§ **THE PROBLEM**
Copy out everything in the data from the line containing "</instance>" down to the line containing "rough mask: <svg", including both of those lines.

[Saved data entries]
┌──
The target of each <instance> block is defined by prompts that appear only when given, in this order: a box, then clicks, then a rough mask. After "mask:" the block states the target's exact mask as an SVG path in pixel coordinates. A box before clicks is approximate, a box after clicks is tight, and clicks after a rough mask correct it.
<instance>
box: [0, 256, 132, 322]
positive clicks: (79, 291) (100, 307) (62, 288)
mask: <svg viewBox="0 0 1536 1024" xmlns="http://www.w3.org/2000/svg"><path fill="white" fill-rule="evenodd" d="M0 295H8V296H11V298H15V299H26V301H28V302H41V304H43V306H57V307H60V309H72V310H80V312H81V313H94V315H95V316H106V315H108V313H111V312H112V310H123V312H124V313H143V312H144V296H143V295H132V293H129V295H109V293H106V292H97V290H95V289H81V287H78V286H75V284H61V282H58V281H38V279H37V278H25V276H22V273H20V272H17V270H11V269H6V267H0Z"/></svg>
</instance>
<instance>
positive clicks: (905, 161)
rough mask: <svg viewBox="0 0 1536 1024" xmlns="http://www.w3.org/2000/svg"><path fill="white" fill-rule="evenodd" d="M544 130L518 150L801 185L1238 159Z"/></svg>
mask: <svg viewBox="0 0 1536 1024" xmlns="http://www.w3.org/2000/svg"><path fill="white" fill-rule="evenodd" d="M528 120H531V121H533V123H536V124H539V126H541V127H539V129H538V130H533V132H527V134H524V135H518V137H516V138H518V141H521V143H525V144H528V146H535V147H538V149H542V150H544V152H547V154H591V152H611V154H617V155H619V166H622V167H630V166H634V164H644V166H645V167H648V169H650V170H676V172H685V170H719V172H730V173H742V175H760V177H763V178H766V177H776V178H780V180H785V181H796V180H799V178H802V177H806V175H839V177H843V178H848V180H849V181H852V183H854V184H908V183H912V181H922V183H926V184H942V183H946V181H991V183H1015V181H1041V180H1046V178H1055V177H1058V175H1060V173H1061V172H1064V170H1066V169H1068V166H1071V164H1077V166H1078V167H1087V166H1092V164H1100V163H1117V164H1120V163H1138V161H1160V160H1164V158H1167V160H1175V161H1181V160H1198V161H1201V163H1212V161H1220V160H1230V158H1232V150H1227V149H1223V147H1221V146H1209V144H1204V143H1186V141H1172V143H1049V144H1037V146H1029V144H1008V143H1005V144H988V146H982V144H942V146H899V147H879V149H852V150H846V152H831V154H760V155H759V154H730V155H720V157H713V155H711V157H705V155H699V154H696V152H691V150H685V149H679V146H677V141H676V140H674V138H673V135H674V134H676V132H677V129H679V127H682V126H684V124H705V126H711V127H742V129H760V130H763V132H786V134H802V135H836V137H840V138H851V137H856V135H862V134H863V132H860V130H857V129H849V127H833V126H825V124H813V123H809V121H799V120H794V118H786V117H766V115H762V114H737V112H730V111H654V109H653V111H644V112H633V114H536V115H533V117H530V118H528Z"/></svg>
└──
§ **EXERCISE SOLUTION**
</instance>
<instance>
positive clicks: (905, 161)
rough mask: <svg viewBox="0 0 1536 1024" xmlns="http://www.w3.org/2000/svg"><path fill="white" fill-rule="evenodd" d="M544 130L518 150L801 185L1238 159Z"/></svg>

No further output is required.